* _GOAL OF THE EXERCISE_: Copy every line below that has the word "shop" in it.

Image point grounding data
>>>>

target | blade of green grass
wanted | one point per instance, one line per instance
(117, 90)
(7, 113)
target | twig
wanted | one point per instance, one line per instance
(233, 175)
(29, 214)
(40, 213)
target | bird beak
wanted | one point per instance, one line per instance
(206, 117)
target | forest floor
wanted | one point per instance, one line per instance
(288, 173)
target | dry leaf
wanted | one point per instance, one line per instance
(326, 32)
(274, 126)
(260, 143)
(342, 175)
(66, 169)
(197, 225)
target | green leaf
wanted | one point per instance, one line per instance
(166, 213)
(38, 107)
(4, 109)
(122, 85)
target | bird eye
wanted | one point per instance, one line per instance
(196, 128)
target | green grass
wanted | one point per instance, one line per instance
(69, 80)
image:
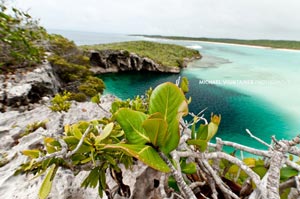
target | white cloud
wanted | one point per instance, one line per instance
(274, 19)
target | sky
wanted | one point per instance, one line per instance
(245, 19)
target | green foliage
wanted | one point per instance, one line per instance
(141, 128)
(59, 45)
(20, 39)
(184, 84)
(33, 127)
(138, 104)
(170, 101)
(3, 159)
(261, 42)
(47, 183)
(78, 97)
(164, 54)
(61, 102)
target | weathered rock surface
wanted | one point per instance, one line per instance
(141, 179)
(117, 60)
(13, 123)
(25, 87)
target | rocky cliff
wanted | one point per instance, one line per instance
(25, 87)
(140, 179)
(104, 61)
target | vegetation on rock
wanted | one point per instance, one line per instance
(165, 54)
(286, 44)
(151, 130)
(21, 39)
(61, 102)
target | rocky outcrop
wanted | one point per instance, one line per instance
(25, 86)
(140, 179)
(105, 61)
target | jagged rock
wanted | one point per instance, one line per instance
(66, 185)
(26, 86)
(118, 60)
(13, 123)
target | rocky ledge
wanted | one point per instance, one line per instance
(140, 179)
(25, 87)
(105, 61)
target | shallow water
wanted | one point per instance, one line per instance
(254, 88)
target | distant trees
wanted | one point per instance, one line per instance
(21, 38)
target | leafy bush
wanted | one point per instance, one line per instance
(79, 97)
(155, 134)
(33, 127)
(61, 102)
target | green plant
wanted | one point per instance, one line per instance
(33, 127)
(20, 39)
(165, 54)
(79, 97)
(61, 102)
(155, 134)
(3, 159)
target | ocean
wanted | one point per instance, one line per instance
(252, 88)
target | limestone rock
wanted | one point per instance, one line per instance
(13, 123)
(118, 60)
(26, 86)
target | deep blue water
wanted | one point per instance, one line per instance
(271, 106)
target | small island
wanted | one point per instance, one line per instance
(139, 55)
(279, 44)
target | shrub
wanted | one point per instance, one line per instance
(61, 102)
(33, 127)
(79, 97)
(92, 86)
(20, 39)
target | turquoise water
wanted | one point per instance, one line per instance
(254, 88)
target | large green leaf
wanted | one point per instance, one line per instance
(170, 101)
(47, 183)
(131, 122)
(156, 128)
(208, 131)
(105, 133)
(144, 153)
(184, 84)
(202, 144)
(287, 172)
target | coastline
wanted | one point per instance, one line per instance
(231, 44)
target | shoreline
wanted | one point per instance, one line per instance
(231, 44)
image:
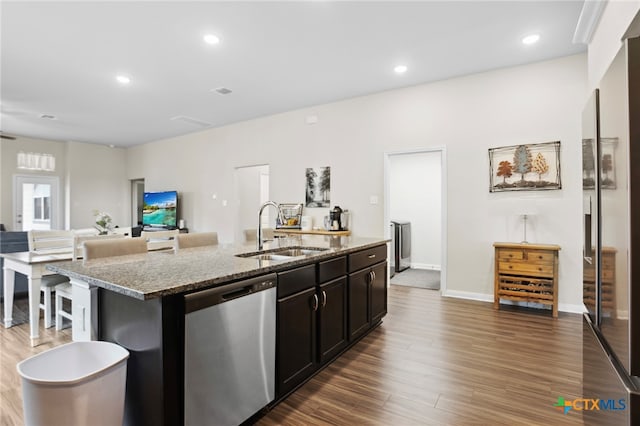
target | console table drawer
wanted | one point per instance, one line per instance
(526, 273)
(522, 268)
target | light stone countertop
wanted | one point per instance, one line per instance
(163, 273)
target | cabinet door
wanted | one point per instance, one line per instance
(332, 318)
(296, 339)
(379, 292)
(358, 302)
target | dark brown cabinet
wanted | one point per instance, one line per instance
(296, 339)
(332, 313)
(367, 289)
(296, 327)
(322, 309)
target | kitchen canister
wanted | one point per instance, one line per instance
(306, 223)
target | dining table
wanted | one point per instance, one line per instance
(33, 266)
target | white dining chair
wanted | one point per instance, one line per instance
(97, 249)
(64, 290)
(160, 240)
(50, 242)
(196, 239)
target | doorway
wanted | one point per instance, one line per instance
(252, 190)
(415, 194)
(36, 202)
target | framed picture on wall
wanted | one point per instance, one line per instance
(531, 167)
(318, 187)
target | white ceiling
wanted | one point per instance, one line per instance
(61, 58)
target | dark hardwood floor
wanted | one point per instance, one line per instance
(433, 361)
(442, 361)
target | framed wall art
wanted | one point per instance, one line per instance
(531, 167)
(318, 187)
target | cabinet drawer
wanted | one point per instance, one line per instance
(368, 257)
(522, 268)
(295, 280)
(333, 268)
(540, 256)
(510, 254)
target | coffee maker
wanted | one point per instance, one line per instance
(335, 219)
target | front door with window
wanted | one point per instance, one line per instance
(36, 202)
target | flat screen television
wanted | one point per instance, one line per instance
(160, 209)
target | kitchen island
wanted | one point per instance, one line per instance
(327, 299)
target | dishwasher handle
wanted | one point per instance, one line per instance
(225, 293)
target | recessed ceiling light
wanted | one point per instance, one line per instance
(400, 69)
(531, 39)
(211, 39)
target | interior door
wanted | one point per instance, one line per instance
(36, 203)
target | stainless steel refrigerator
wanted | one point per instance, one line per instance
(611, 244)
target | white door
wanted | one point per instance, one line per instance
(36, 203)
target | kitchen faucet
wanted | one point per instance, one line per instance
(280, 217)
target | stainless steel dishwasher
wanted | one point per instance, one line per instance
(230, 341)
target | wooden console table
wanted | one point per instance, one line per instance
(312, 232)
(526, 273)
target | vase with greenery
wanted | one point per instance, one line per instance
(104, 223)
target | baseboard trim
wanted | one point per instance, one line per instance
(562, 307)
(426, 266)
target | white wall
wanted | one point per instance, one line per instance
(248, 198)
(415, 194)
(97, 180)
(527, 104)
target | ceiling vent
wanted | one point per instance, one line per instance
(3, 136)
(191, 120)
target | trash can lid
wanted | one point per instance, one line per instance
(71, 363)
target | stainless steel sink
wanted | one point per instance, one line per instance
(295, 252)
(282, 254)
(268, 256)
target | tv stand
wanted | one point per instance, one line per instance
(164, 228)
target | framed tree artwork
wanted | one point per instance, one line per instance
(529, 167)
(318, 187)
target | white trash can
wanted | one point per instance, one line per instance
(80, 383)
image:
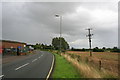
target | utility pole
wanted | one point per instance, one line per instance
(60, 16)
(89, 37)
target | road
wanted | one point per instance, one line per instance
(35, 66)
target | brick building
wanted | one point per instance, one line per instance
(10, 47)
(12, 44)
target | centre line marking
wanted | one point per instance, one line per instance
(34, 60)
(1, 76)
(22, 66)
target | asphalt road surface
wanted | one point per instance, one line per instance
(35, 66)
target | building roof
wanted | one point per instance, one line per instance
(12, 41)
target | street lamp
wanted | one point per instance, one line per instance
(60, 28)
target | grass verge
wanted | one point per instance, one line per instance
(64, 69)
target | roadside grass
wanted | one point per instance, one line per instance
(91, 66)
(64, 69)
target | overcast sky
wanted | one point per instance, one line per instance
(34, 22)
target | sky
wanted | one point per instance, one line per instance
(35, 22)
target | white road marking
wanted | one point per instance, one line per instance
(22, 66)
(1, 76)
(34, 60)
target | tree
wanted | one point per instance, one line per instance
(56, 43)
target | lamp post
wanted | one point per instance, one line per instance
(60, 28)
(89, 35)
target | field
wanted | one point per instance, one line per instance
(64, 69)
(106, 61)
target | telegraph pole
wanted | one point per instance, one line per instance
(60, 16)
(89, 37)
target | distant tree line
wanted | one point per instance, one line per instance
(55, 45)
(96, 49)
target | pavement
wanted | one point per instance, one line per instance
(34, 66)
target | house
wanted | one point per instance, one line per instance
(11, 47)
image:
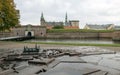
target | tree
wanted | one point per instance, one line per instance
(9, 16)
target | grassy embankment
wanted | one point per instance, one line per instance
(75, 44)
(76, 30)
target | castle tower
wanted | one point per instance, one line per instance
(42, 20)
(66, 20)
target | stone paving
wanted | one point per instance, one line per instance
(91, 61)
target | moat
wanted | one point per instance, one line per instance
(81, 41)
(62, 60)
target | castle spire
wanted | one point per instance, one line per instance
(66, 19)
(42, 20)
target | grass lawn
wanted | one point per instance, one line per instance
(76, 44)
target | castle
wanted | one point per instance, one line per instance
(71, 24)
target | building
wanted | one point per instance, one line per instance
(117, 28)
(29, 30)
(99, 27)
(72, 24)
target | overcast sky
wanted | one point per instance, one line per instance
(86, 11)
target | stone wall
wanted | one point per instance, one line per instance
(78, 35)
(5, 34)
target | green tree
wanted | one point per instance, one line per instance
(58, 27)
(9, 16)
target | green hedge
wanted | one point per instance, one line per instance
(75, 30)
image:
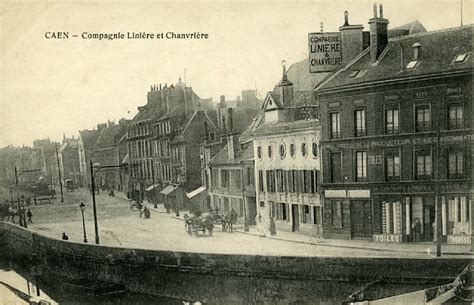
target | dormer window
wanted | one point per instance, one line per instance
(412, 64)
(460, 58)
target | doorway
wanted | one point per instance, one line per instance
(361, 219)
(295, 218)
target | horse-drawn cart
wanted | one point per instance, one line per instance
(195, 224)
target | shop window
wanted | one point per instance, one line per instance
(304, 150)
(316, 215)
(292, 150)
(456, 164)
(336, 213)
(361, 166)
(259, 152)
(423, 165)
(455, 116)
(423, 118)
(335, 159)
(314, 150)
(334, 120)
(391, 217)
(392, 167)
(282, 151)
(359, 120)
(306, 217)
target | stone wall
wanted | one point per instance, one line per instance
(165, 273)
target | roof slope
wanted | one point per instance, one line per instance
(437, 54)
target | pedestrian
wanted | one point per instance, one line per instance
(29, 215)
(272, 226)
(232, 220)
(416, 228)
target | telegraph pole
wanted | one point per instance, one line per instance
(59, 175)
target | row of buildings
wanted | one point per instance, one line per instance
(364, 151)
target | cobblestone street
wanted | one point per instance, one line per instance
(119, 226)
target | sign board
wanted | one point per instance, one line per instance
(325, 53)
(387, 238)
(459, 239)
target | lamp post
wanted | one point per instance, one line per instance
(97, 168)
(82, 207)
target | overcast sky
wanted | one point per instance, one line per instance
(51, 87)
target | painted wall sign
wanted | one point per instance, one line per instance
(387, 238)
(324, 52)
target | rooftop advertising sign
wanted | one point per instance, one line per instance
(324, 52)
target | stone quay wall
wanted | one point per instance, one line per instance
(165, 272)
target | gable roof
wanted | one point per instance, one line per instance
(437, 53)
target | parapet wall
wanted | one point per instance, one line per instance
(162, 272)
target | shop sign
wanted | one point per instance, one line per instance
(325, 52)
(387, 238)
(459, 239)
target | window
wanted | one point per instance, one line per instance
(361, 166)
(306, 217)
(316, 215)
(423, 165)
(391, 121)
(259, 152)
(336, 167)
(314, 149)
(455, 164)
(292, 150)
(392, 167)
(359, 119)
(270, 181)
(455, 119)
(423, 120)
(304, 150)
(336, 213)
(334, 120)
(282, 151)
(260, 181)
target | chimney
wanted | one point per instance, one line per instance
(230, 119)
(378, 34)
(285, 88)
(352, 40)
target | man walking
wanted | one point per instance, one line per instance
(29, 215)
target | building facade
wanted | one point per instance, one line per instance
(396, 138)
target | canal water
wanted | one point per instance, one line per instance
(211, 289)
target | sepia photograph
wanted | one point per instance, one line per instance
(260, 152)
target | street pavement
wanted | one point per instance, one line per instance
(119, 226)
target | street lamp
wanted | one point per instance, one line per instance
(97, 168)
(82, 207)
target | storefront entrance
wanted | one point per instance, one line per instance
(295, 218)
(361, 219)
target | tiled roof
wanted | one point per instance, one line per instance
(222, 157)
(437, 54)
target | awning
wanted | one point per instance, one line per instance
(199, 190)
(151, 187)
(125, 159)
(167, 190)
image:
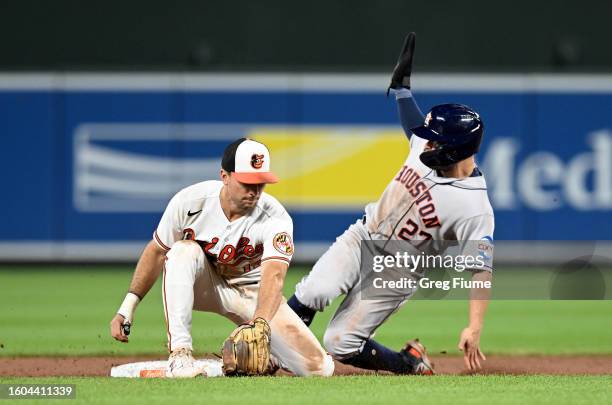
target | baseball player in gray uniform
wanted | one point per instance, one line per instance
(438, 194)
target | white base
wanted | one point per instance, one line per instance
(157, 369)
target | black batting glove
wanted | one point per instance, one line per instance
(403, 69)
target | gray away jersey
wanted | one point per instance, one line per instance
(419, 205)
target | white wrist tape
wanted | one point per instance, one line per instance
(128, 306)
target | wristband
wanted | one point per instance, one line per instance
(128, 306)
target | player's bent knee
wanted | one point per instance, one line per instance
(320, 365)
(185, 248)
(341, 344)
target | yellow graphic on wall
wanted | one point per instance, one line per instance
(332, 167)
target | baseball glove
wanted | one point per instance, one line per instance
(403, 68)
(247, 350)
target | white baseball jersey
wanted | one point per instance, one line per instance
(236, 249)
(419, 205)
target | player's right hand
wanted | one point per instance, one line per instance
(403, 68)
(117, 328)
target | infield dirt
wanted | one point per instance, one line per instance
(449, 365)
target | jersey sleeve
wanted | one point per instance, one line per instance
(476, 240)
(170, 227)
(278, 241)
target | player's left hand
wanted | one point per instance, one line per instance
(469, 343)
(403, 68)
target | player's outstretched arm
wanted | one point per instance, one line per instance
(147, 271)
(469, 341)
(409, 113)
(271, 289)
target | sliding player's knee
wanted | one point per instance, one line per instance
(320, 364)
(341, 343)
(315, 296)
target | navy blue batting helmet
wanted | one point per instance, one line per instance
(457, 131)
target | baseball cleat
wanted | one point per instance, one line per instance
(415, 354)
(181, 364)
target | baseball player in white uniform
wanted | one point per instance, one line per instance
(224, 247)
(438, 194)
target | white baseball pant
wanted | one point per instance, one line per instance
(191, 283)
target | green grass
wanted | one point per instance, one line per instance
(342, 390)
(66, 311)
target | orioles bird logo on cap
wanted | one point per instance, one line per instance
(257, 161)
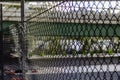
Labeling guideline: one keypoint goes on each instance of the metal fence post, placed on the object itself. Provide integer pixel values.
(1, 45)
(23, 40)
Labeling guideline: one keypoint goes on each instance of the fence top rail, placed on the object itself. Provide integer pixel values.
(77, 56)
(51, 0)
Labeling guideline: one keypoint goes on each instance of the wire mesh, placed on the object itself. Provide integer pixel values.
(74, 40)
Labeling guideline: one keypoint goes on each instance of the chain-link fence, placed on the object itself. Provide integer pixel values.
(74, 40)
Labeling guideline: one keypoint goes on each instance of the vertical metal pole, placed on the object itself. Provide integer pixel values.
(23, 40)
(1, 45)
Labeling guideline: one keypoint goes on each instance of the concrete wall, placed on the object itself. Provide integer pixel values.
(75, 69)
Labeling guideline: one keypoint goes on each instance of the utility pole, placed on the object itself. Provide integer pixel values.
(1, 45)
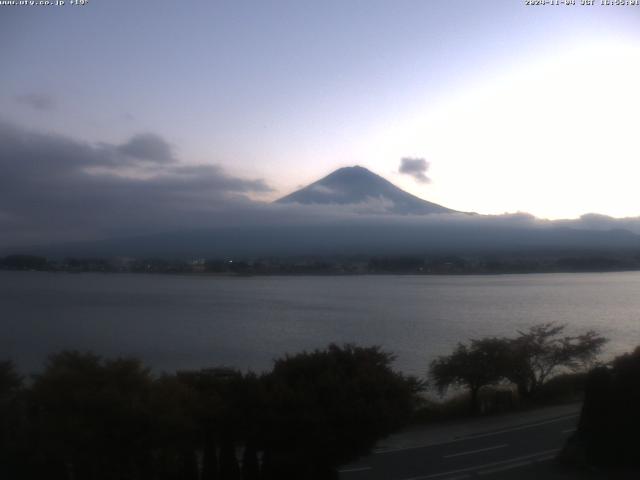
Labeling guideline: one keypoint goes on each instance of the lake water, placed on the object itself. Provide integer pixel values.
(175, 322)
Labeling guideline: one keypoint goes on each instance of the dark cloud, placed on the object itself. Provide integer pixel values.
(416, 167)
(55, 188)
(148, 147)
(37, 101)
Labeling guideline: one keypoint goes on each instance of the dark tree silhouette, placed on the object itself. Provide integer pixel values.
(11, 421)
(610, 420)
(327, 407)
(541, 351)
(481, 363)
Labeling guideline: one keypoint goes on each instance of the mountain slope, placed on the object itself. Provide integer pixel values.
(357, 185)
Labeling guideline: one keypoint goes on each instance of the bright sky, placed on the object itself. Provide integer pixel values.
(516, 108)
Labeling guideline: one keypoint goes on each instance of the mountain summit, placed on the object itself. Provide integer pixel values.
(359, 186)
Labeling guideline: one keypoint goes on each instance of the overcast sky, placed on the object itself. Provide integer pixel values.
(510, 108)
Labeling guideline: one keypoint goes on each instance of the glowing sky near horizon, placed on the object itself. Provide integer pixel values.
(515, 108)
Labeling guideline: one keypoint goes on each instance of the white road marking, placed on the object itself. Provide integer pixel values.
(514, 460)
(480, 435)
(354, 469)
(470, 452)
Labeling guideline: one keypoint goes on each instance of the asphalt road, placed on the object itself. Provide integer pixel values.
(492, 454)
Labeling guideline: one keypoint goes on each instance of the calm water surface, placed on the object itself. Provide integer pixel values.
(192, 321)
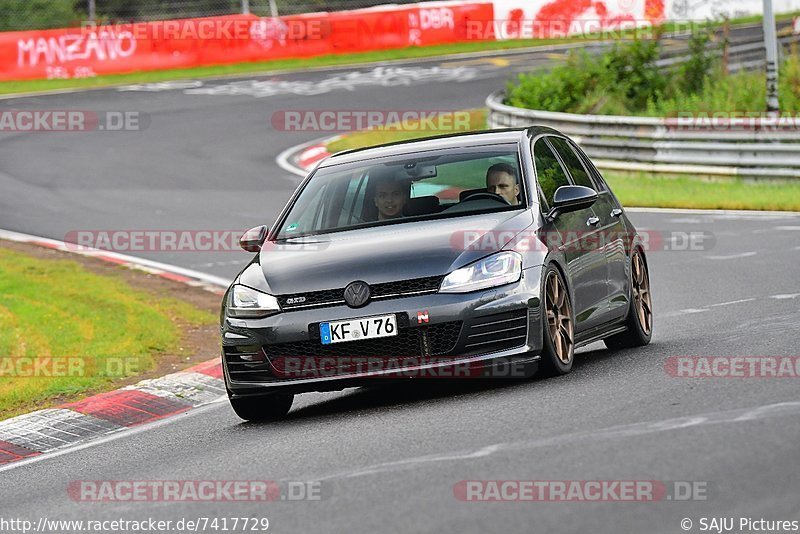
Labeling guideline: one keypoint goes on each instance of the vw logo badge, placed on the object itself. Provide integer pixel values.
(356, 294)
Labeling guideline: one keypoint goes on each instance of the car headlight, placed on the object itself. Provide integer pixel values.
(247, 302)
(496, 270)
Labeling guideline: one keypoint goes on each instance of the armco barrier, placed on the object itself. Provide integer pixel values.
(734, 146)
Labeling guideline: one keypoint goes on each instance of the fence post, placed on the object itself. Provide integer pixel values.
(771, 43)
(726, 43)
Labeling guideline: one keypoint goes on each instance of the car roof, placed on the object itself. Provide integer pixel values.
(465, 139)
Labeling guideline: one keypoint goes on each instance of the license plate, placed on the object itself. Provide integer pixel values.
(357, 329)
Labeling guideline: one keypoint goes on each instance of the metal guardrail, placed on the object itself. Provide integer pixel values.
(723, 145)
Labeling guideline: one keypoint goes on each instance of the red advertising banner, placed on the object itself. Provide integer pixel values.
(95, 50)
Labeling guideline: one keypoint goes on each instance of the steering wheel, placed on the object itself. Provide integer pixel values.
(485, 195)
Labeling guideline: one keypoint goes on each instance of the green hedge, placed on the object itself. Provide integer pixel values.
(626, 81)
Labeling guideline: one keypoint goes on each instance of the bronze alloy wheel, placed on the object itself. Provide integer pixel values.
(559, 317)
(641, 294)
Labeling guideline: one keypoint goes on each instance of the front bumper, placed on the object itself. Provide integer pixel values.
(497, 331)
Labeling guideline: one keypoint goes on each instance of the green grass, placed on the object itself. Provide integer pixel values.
(648, 190)
(57, 308)
(635, 189)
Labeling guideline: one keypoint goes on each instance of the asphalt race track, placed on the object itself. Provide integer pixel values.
(388, 459)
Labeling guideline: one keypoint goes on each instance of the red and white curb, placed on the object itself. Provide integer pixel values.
(44, 431)
(301, 159)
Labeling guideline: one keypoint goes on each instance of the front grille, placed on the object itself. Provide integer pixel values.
(248, 364)
(498, 332)
(386, 290)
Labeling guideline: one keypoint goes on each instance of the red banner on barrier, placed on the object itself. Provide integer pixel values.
(95, 50)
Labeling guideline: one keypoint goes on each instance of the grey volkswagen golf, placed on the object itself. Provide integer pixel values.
(475, 255)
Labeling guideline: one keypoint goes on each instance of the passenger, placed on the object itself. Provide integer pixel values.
(391, 197)
(501, 179)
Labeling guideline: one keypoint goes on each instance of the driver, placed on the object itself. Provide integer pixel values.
(391, 197)
(501, 179)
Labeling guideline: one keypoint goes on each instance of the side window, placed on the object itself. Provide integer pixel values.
(598, 178)
(576, 169)
(353, 201)
(549, 172)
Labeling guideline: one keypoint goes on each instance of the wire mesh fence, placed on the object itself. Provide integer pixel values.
(43, 14)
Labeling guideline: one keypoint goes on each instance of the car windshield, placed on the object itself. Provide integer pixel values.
(433, 184)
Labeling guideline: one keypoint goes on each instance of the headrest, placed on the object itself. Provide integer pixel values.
(421, 205)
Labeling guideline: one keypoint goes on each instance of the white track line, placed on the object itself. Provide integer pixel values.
(88, 251)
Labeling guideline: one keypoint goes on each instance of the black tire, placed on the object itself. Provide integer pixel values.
(558, 350)
(637, 333)
(262, 408)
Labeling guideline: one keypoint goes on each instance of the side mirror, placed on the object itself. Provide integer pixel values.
(571, 198)
(252, 239)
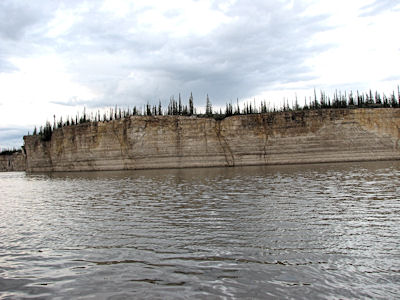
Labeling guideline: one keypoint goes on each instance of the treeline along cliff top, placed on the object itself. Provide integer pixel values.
(178, 108)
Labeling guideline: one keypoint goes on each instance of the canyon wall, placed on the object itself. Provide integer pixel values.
(143, 142)
(12, 162)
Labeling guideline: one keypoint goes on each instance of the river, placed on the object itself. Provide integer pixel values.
(306, 231)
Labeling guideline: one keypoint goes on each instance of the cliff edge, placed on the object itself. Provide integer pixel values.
(144, 142)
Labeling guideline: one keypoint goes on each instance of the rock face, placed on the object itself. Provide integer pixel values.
(12, 162)
(143, 142)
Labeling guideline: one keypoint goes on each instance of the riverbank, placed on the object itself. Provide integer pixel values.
(151, 142)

<<<<

* _EXERCISE ANSWER_:
target | shop window
target | shop sign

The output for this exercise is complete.